Reproduce every line of the dataset excerpt below without any changes.

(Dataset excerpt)
....

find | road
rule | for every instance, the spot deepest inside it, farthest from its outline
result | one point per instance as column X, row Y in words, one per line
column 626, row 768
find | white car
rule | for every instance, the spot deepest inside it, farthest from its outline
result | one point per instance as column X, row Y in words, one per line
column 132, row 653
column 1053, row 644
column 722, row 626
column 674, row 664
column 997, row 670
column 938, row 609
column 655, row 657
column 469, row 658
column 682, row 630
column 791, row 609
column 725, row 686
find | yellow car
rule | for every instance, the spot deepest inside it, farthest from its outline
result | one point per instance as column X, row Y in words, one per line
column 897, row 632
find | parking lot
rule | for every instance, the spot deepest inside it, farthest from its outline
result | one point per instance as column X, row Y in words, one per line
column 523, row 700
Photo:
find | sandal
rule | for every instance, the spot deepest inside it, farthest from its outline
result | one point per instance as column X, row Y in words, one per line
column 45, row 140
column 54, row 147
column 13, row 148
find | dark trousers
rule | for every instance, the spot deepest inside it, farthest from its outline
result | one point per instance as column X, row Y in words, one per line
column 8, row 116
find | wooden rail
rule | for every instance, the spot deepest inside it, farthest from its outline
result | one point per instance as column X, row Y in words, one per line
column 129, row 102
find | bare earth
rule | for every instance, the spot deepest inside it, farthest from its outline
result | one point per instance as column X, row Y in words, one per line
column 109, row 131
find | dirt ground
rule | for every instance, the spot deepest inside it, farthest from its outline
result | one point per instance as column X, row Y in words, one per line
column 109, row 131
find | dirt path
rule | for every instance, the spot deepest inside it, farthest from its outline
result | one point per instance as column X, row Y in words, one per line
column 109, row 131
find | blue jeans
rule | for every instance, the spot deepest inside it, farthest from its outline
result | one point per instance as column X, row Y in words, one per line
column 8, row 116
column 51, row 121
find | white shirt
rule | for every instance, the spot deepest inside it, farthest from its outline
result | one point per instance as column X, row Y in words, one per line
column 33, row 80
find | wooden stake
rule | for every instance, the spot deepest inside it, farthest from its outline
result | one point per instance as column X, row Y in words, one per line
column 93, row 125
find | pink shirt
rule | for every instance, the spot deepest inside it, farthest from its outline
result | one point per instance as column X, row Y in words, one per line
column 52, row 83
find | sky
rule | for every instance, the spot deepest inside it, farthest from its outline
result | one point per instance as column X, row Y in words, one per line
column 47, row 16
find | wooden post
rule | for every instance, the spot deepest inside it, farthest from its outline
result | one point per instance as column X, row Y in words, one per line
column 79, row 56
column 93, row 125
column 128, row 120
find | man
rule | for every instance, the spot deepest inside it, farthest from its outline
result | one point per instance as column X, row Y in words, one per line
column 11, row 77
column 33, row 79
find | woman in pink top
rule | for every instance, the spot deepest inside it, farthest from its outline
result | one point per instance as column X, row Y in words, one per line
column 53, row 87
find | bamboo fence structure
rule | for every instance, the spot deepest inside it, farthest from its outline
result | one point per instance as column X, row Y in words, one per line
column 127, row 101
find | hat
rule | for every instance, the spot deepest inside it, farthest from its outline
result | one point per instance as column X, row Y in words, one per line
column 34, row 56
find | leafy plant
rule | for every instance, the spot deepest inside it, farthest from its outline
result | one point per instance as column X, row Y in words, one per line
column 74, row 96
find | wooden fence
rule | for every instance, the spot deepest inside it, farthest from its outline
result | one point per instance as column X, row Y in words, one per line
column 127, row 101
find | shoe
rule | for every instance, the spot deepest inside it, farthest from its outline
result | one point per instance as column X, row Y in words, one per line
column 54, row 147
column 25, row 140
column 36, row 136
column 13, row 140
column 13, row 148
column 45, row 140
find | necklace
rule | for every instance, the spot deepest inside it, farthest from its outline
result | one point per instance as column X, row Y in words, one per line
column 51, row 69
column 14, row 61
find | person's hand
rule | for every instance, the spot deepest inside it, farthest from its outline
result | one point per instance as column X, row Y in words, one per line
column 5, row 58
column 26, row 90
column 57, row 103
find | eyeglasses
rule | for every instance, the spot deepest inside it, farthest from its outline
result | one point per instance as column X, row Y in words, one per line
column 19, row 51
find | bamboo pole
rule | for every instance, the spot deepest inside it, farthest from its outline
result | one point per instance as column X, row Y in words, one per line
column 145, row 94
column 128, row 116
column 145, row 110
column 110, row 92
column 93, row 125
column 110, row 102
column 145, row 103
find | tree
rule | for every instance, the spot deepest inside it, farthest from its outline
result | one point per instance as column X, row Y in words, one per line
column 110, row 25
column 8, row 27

....

Finished task:
find | road
rule | for every instance, the spot deepest inside it, farthest from its outline
result | one point per instance as column X, row Y in words, one per line
column 626, row 768
find | white car
rule | for every instance, the spot deepest inside it, farthest from its outline
result | one point per instance as column X, row Y in words, one per line
column 132, row 653
column 1053, row 644
column 722, row 626
column 674, row 664
column 997, row 670
column 938, row 609
column 655, row 657
column 469, row 658
column 682, row 630
column 791, row 609
column 725, row 686
find | yellow car
rule | for every instance, the spot deepest inside it, farthest from its outline
result | one point per instance as column X, row Y in words, one per line
column 897, row 632
find | parking lot
rule | for every instance, the spot deepest inside it, farthest from its outline
result | one point per instance as column X, row Y in words, one per line
column 523, row 700
Photo:
find | sandal
rule | for every instance, the spot deepest inside it, farthest from its outline
result | one point per instance as column X, row Y in words, one per line
column 45, row 140
column 54, row 147
column 13, row 148
find | dark trousers
rule | for every instance, the spot deepest inside it, farthest from its outline
result | one point per instance as column X, row Y in words, one per line
column 8, row 116
find | wooden rail
rule | for every instance, the spot deepest inside it, farthest from its outline
result | one point per instance as column X, row Y in words, one per line
column 129, row 102
find | bare earth
rule | for every instance, the spot deepest inside it, farthest from its outline
result | one point per instance as column X, row Y in words, one per line
column 109, row 131
find | dirt ground
rule | for every instance, the spot deepest inside it, farthest from its outline
result | one point per instance as column X, row Y in words, one per line
column 109, row 131
find | dirt path
rule | for every instance, the spot deepest inside it, farthest from its outline
result | one point per instance as column X, row Y in words, one per line
column 109, row 131
find | blue jeans
rule | for every instance, the spot deepest inside it, farthest from its outline
result | one point per instance as column X, row Y in words, one per line
column 8, row 116
column 51, row 121
find | white shirt
rule | for every instance, the spot deepest inside it, farthest from its outline
result | one point per instance as column X, row Y in words, one per line
column 33, row 80
find | wooden stake
rule | for every instance, the spot deepest inside it, farthest from its outline
result | one point per instance as column X, row Y in words, one per line
column 93, row 125
find | pink shirt
rule | for every instance, the spot deepest inside it, farthest from its outline
result | one point per instance as column X, row Y in words, one per line
column 52, row 83
find | sky
rule | for every instance, the spot deepest inside it, farthest from its outline
result | one point per instance as column X, row Y in words, one per line
column 47, row 16
find | wooden post
rule | for every instance, the spot deepest inside it, farthest from its outline
result | one point per instance as column X, row Y in words, one per line
column 79, row 56
column 93, row 125
column 128, row 120
find | man
rule | for every instance, the spot deepest inside it, farthest from its outline
result | one point per instance as column X, row Y in words, one per line
column 11, row 77
column 33, row 79
find | woman in pink top
rule | for every instance, the spot deepest inside it, farthest from its outline
result | one point per instance as column X, row Y in words, one per line
column 53, row 87
find | bamboo fence structure
rule | for every instance, the spot deepest inside it, farthest from its outline
result | one point per instance as column X, row Y in words, one per line
column 127, row 101
find | hat
rule | for every instance, the spot deepest inside it, farthest from its outline
result | one point per instance as column X, row Y in words, one per line
column 34, row 56
find | leafy plant
rule | for every instance, the spot deepest inside it, farthest from its outline
result | one point per instance as column X, row Y in words, one per line
column 74, row 96
find | wooden fence
rule | for every instance, the spot deepest inside it, farthest from its outline
result | one point per instance as column X, row Y in words, one per line
column 127, row 101
find | shoe
rule | for every instance, the spot deepest inside it, farthest from its outline
result | one point per instance as column X, row Y in words, one per line
column 54, row 147
column 25, row 140
column 36, row 136
column 13, row 140
column 13, row 148
column 45, row 140
find | necklace
rule | for every instance, the spot deepest inside it, farthest from its outline
result | one point per instance as column X, row Y in words, one per line
column 51, row 69
column 14, row 61
find | person's hand
rule | for every instance, the spot deepest inside it, farthest from its outline
result | one point per instance as column X, row Y in words, one per line
column 5, row 58
column 26, row 90
column 57, row 103
find | eyeglasses
rule | for every instance, the spot deepest inside it, farthest from its outline
result | one point per instance as column X, row Y in words, one per line
column 19, row 51
find | bamboo pole
rule | for every instance, the spot deepest inside it, farthest from its outline
result | one point per instance as column X, row Y in words, one per line
column 145, row 94
column 128, row 116
column 145, row 110
column 110, row 92
column 93, row 125
column 110, row 102
column 145, row 103
find | tree
rule | for every instance, the spot deepest inside it, farthest from its outline
result | one point per instance as column X, row Y in words, one per line
column 110, row 25
column 8, row 27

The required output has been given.